- [What needs to be done]
Please rewrite the Ridley Supercross thread, starting with "I owned a Ridely" and going on through "something different now.", with "workmanship" put in place of "build quality" each time it occurs.

- [Passage provided]
# Anyone riding a Ridley Supercross



## brianconant (Mar 24, 2005)

Anyone out their riding a Ridley Supercross or knows someone who has 1.

I am interested in getting 1. I have a Voodoo Limba made of Scandium. It is a awesome frame but going on its 4th season. Thinking about getting another 1 but interested in as well in getting a different brand frame. Only interested in something made of Scandium.

Brian


----------



## jroden (Jun 15, 2004)

I owned a Ridely for about an hour and the size was too short for me, so I ditched it. Those things are really, really tall bikes, be careful of the geometry when you pick your frame, I think a size similar to your road bike is the way to go. You can really see the whole course from way up there...

It is a nice bike, I was a little suprised at the crummy build quality for such an expensive bike, the stupid seat tube wasn't even bored out to the correct size, the welds were messy and the paint was crap.


----------



## James A (May 10, 2002)

I owned a Ridley Cross Wind for about 30 days. I agree with the tall stature of the bike. I bought it in late winter for this year and ended up doing something different in terms of teams and ride something different now.

Anyway, I agree with JRoden. I was not really impressed with the build quality. I had a hard time looking at it and not thinking "Supergo Scattalante". It was a nice bike, but I do not think it was worth the $$$.

Can I recommend a Fort (www.Fortframes.com)? The Cross Max frame and fork can be had for $700 or $750 and in my opinion, they are a nicer frame than the Ridley was. 

BTW - I have a teammate who currently races a Ridley Crosswind and he loves the way it rides. I thought it was important to mention that in this posting.


----------



## saludaranger (Nov 24, 2004)

*I love mine...*

Lots of people seem to not like the sizing and bottom bracket height on the ridley but I love it. I have a crosswind and a new supercross this year. I like the high bottom bracket, I can pedal through any corner and camber without ever hitting a pedal. I like the way the bikes handle. My supercross built up very light. i got mine from cyclocrossworld they have them on sale. I ride a 56cm top tube on my road bike, I went with the 54cm ridley with a 54.5cm top tube and it works great. The 56cm size would have been too big. You do have to jump a bit higher to remount but I don't really notice it. I have used bianchi, kona, and ridley for cross. I like the ridley best.


----------



## brianconant (Mar 24, 2005)

saludaranger said:


> Lots of people seem to not like the sizing and bottom bracket height on the ridley but I love it. I have a crosswind and a new supercross this year. I like the high bottom bracket, I can pedal through any corner and camber without ever hitting a pedal. I like the way the bikes handle. My supercross built up very light. i got mine from cyclocrossworld they have them on sale. I ride a 56cm top tube on my road bike, I went with the 54cm ridley with a 54.5cm top tube and it works great. The 56cm size would have been too big. You do have to jump a bit higher to remount but I don't really notice it. I have used bianchi, kona, and ridley for cross. I like the ridley best.

- [Data]
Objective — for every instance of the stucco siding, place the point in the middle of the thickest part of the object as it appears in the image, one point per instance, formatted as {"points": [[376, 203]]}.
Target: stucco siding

- [Solution for this problem]
I owned a Ridely for about an hour and the size was too short for me, so I ditched it. Those things are really, really tall bikes, be careful of the geometry when you pick your frame, I think a size similar to your road bike is the way to go. You can really see the whole course from way up there...

It is a nice bike, I was a little suprised at the crummy workmanship for such an expensive bike, the stupid seat tube wasn't even bored out to the correct size, the welds were messy and the paint was crap.


----------



## James A (May 10, 2002)

I owned a Ridley Cross Wind for about 30 days. I agree with the tall stature of the bike. I bought it in late winter for this year and ended up doing something different in terms of teams and ride something different now.